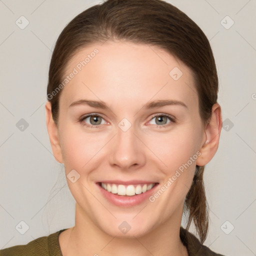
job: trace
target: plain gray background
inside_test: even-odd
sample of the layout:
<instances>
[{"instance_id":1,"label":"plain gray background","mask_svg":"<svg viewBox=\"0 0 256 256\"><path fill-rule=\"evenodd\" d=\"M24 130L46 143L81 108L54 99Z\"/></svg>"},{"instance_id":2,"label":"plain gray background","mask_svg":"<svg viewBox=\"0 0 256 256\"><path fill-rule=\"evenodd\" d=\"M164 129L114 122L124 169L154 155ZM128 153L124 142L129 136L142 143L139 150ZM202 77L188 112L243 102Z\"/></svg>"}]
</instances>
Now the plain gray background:
<instances>
[{"instance_id":1,"label":"plain gray background","mask_svg":"<svg viewBox=\"0 0 256 256\"><path fill-rule=\"evenodd\" d=\"M256 255L256 1L166 2L204 32L218 72L224 126L204 172L210 208L204 244L224 255ZM0 249L74 224L74 200L64 167L52 156L46 125L48 72L64 26L100 2L0 0ZM22 16L29 22L24 29ZM22 234L18 226L26 224Z\"/></svg>"}]
</instances>

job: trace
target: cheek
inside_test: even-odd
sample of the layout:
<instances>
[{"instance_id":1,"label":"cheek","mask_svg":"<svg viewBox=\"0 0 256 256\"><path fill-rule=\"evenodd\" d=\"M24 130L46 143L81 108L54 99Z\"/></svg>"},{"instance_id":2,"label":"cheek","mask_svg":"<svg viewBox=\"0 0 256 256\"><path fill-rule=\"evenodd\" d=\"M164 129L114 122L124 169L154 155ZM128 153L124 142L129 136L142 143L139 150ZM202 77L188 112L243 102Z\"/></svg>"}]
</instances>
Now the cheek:
<instances>
[{"instance_id":1,"label":"cheek","mask_svg":"<svg viewBox=\"0 0 256 256\"><path fill-rule=\"evenodd\" d=\"M66 126L60 134L62 152L66 171L74 169L78 172L86 170L88 163L106 144L106 135L86 132L82 128Z\"/></svg>"}]
</instances>

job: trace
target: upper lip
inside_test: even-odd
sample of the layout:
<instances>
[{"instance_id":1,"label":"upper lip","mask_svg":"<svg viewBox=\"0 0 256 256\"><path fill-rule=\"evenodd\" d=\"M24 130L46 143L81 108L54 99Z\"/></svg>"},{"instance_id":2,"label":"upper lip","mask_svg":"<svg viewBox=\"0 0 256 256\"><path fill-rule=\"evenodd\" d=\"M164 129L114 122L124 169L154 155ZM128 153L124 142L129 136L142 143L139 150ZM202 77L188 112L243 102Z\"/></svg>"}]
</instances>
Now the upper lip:
<instances>
[{"instance_id":1,"label":"upper lip","mask_svg":"<svg viewBox=\"0 0 256 256\"><path fill-rule=\"evenodd\" d=\"M150 184L152 183L158 183L157 182L147 180L100 180L100 182L98 182L96 183L109 183L110 184L118 184L122 185L132 185L132 184Z\"/></svg>"}]
</instances>

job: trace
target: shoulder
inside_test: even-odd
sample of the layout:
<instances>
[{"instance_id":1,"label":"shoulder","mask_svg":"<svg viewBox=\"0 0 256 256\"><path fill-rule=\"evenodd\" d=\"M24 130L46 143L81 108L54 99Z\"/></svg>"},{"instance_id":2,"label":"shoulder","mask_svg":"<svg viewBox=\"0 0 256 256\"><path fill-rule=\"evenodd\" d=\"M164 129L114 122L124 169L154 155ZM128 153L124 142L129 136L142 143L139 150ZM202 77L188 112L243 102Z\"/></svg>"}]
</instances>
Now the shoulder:
<instances>
[{"instance_id":1,"label":"shoulder","mask_svg":"<svg viewBox=\"0 0 256 256\"><path fill-rule=\"evenodd\" d=\"M64 230L66 230L58 231L47 236L38 238L26 244L15 246L0 250L0 256L62 256L58 236Z\"/></svg>"},{"instance_id":2,"label":"shoulder","mask_svg":"<svg viewBox=\"0 0 256 256\"><path fill-rule=\"evenodd\" d=\"M211 250L202 244L192 233L180 226L180 236L187 248L188 256L224 256Z\"/></svg>"}]
</instances>

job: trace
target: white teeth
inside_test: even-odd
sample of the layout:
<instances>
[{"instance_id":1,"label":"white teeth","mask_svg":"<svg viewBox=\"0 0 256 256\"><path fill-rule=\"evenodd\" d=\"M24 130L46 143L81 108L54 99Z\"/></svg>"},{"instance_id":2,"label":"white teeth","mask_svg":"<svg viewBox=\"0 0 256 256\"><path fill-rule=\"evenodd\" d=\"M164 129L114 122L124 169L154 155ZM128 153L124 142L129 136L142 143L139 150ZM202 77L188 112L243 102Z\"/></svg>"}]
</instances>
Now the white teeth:
<instances>
[{"instance_id":1,"label":"white teeth","mask_svg":"<svg viewBox=\"0 0 256 256\"><path fill-rule=\"evenodd\" d=\"M102 183L102 188L114 194L120 196L132 196L144 193L150 190L156 184L155 183L144 184L142 186L140 184L128 185L126 187L124 185Z\"/></svg>"},{"instance_id":2,"label":"white teeth","mask_svg":"<svg viewBox=\"0 0 256 256\"><path fill-rule=\"evenodd\" d=\"M126 195L126 187L124 185L118 185L118 194L119 196Z\"/></svg>"},{"instance_id":3,"label":"white teeth","mask_svg":"<svg viewBox=\"0 0 256 256\"><path fill-rule=\"evenodd\" d=\"M118 194L118 186L115 184L112 185L112 188L111 189L111 192L114 194Z\"/></svg>"},{"instance_id":4,"label":"white teeth","mask_svg":"<svg viewBox=\"0 0 256 256\"><path fill-rule=\"evenodd\" d=\"M144 184L143 186L142 187L142 192L144 193L146 191L146 188L148 188L148 186L146 184Z\"/></svg>"},{"instance_id":5,"label":"white teeth","mask_svg":"<svg viewBox=\"0 0 256 256\"><path fill-rule=\"evenodd\" d=\"M127 196L134 196L135 194L135 188L132 185L129 185L126 188L126 194Z\"/></svg>"}]
</instances>

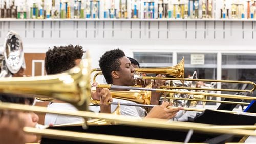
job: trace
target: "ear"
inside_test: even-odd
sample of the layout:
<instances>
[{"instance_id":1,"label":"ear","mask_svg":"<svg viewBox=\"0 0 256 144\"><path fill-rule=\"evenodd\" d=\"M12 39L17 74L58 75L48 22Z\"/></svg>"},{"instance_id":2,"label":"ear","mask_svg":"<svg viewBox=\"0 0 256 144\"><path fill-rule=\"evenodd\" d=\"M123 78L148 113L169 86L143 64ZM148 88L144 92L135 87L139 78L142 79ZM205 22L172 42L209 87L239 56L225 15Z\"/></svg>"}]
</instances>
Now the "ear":
<instances>
[{"instance_id":1,"label":"ear","mask_svg":"<svg viewBox=\"0 0 256 144\"><path fill-rule=\"evenodd\" d=\"M111 72L111 76L113 78L117 79L120 78L118 72L117 71L113 71Z\"/></svg>"}]
</instances>

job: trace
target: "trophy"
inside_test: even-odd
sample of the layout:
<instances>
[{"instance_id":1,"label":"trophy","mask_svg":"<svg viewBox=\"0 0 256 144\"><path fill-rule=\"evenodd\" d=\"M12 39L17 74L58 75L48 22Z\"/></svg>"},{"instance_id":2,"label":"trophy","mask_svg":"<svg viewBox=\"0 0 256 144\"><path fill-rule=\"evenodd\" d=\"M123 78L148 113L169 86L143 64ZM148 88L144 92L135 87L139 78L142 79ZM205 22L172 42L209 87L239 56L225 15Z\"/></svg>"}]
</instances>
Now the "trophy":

WORK REQUIRED - Collect every line of the listing above that contains the word "gray", and copy each one out in full.

OUTPUT FOR THIS TASK -
target: plain gray background
[{"instance_id":1,"label":"plain gray background","mask_svg":"<svg viewBox=\"0 0 256 256\"><path fill-rule=\"evenodd\" d=\"M24 130L46 143L81 108L54 99Z\"/></svg>"},{"instance_id":2,"label":"plain gray background","mask_svg":"<svg viewBox=\"0 0 256 256\"><path fill-rule=\"evenodd\" d=\"M164 129L114 122L124 169L154 155ZM128 153L124 142L129 136L142 143L139 150ZM202 77L188 112L243 102Z\"/></svg>"}]
Now the plain gray background:
[{"instance_id":1,"label":"plain gray background","mask_svg":"<svg viewBox=\"0 0 256 256\"><path fill-rule=\"evenodd\" d=\"M256 255L256 1L166 2L204 32L218 72L224 126L204 172L210 208L204 244L224 255ZM0 249L74 224L74 200L64 167L52 156L46 125L48 72L64 26L100 2L0 0ZM22 16L29 22L24 29ZM22 234L18 226L26 224Z\"/></svg>"}]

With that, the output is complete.